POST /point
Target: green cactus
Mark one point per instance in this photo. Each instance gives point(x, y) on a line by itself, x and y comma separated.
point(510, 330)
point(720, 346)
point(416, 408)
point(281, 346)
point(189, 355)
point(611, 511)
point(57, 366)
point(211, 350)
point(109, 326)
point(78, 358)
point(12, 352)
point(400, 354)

......

-- PROBLEM STATEMENT --
Please give the lines of the rows above as a JSON list of strings, one string per line and no blank lines.

-- RESPONSE --
[
  "POST /point",
  "Target: green cactus",
  "Mark one point per instance in this photo. Each instance gives point(x, y) on a line by itself, x and y comma separated.",
  "point(510, 330)",
  "point(720, 346)",
  "point(416, 408)",
  "point(281, 346)",
  "point(189, 355)",
  "point(611, 511)",
  "point(57, 366)",
  "point(211, 350)",
  "point(109, 326)",
  "point(78, 358)",
  "point(12, 352)",
  "point(400, 354)"
]